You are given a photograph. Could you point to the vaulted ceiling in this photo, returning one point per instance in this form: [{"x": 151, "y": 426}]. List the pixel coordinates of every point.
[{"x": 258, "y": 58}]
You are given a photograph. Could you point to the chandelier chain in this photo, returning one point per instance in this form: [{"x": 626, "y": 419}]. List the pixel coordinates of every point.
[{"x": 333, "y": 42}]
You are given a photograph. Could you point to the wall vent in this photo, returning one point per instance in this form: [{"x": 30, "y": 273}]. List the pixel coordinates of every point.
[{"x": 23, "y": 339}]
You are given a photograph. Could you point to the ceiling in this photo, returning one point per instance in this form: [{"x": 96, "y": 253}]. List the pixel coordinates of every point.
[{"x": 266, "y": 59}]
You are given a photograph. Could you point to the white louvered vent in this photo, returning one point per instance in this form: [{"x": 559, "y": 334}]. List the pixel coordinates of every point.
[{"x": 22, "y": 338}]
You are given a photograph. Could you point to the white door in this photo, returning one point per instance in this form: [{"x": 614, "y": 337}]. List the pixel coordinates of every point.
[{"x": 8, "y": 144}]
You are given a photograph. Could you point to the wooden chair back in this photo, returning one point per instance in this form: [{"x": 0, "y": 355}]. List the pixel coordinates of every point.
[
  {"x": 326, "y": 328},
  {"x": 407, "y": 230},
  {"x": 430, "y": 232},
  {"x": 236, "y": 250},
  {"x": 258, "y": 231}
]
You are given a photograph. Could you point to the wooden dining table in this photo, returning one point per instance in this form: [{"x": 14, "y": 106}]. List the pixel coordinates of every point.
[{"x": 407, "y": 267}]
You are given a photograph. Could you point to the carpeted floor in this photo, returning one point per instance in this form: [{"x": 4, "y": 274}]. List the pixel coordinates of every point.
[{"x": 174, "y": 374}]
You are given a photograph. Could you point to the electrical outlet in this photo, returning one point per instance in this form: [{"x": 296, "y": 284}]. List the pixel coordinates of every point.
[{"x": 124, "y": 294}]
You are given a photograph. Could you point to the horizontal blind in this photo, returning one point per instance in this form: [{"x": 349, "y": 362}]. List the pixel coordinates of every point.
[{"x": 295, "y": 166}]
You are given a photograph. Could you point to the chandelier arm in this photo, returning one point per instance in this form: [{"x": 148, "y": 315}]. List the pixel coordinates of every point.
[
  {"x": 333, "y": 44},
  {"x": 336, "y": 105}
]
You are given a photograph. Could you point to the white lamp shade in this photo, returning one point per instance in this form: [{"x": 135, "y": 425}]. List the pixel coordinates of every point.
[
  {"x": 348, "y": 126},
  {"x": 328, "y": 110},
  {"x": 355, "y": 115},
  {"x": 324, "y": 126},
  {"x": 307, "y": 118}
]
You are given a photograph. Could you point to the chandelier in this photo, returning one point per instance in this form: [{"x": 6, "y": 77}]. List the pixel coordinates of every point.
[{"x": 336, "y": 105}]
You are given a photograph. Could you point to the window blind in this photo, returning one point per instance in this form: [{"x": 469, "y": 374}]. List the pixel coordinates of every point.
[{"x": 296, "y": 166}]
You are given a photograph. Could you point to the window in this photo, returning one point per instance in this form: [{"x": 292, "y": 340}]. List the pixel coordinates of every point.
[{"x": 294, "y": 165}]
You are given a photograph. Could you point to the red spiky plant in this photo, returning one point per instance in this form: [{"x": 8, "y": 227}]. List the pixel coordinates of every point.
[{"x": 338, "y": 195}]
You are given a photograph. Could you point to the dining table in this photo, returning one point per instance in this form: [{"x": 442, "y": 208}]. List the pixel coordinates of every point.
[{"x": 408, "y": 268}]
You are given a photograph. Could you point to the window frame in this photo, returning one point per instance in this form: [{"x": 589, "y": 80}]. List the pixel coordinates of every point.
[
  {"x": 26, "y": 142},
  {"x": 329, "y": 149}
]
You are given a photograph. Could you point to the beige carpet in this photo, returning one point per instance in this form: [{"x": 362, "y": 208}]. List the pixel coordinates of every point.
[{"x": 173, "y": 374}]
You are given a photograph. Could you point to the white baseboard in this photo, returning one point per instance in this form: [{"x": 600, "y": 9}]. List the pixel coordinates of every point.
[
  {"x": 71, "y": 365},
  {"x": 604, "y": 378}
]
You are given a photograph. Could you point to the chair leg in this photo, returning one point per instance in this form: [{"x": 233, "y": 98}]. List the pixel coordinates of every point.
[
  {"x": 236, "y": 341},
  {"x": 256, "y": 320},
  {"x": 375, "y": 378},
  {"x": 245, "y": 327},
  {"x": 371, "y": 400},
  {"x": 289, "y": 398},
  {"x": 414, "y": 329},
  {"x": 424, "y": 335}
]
========================================
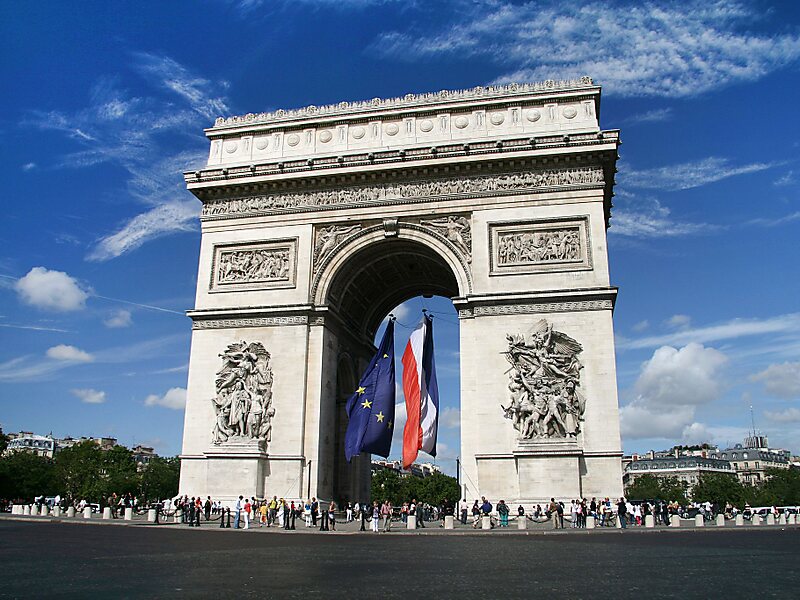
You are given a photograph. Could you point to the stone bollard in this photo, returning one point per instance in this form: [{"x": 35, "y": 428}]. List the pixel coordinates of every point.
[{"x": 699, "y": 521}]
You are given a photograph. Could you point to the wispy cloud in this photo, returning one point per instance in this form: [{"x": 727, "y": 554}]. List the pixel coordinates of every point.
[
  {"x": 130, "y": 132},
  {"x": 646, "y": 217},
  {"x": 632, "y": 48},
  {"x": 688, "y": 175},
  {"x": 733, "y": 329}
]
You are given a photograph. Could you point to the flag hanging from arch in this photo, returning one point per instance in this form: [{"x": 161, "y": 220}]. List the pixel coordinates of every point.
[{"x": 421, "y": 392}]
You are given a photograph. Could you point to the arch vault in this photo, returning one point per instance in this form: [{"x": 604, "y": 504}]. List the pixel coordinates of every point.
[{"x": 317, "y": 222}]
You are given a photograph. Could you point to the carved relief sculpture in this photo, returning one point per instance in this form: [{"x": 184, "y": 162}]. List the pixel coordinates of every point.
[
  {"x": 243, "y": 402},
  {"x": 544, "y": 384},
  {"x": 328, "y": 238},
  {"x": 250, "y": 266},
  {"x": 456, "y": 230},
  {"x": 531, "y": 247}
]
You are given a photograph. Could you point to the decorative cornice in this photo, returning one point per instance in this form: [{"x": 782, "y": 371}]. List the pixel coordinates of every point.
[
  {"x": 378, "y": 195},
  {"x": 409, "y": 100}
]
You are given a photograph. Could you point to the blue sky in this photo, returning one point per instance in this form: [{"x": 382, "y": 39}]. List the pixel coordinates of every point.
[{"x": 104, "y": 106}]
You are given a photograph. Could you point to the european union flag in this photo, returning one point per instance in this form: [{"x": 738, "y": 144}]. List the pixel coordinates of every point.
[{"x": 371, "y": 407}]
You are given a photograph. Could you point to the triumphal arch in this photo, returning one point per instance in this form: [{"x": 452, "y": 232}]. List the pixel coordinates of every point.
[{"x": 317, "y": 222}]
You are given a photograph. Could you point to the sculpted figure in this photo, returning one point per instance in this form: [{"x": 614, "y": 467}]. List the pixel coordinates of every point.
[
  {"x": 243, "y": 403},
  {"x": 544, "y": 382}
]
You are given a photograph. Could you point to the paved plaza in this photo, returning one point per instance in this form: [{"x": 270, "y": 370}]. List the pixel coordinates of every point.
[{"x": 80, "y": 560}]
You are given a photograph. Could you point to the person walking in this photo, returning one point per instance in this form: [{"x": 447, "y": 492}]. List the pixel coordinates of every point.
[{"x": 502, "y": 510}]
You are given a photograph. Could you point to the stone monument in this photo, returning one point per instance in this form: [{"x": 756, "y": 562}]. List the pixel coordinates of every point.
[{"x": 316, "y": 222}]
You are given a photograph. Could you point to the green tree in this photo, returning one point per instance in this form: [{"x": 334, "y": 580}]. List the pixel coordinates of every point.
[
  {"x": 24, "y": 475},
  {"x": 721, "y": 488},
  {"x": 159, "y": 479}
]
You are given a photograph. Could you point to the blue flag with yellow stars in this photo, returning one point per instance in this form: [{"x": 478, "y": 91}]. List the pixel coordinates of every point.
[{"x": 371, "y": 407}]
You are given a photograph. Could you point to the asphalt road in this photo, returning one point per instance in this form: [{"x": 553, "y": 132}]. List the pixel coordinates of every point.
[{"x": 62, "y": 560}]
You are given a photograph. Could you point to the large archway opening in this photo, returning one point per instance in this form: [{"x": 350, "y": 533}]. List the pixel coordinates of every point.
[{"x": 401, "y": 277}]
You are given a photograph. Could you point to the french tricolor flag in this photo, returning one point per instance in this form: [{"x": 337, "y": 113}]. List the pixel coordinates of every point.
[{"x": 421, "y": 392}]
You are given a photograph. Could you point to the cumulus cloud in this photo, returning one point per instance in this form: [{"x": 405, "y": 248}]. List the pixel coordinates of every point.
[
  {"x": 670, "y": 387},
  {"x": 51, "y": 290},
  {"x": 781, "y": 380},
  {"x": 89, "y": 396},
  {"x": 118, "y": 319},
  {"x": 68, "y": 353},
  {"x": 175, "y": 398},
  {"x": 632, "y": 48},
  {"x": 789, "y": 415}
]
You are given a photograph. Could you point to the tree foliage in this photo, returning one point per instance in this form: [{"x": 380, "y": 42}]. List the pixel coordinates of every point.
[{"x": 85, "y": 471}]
========================================
Written task: Report how many lines in the two blocks above contain the word "cloud", giving only the number. Count only matches in the same case.

Response to the task: 2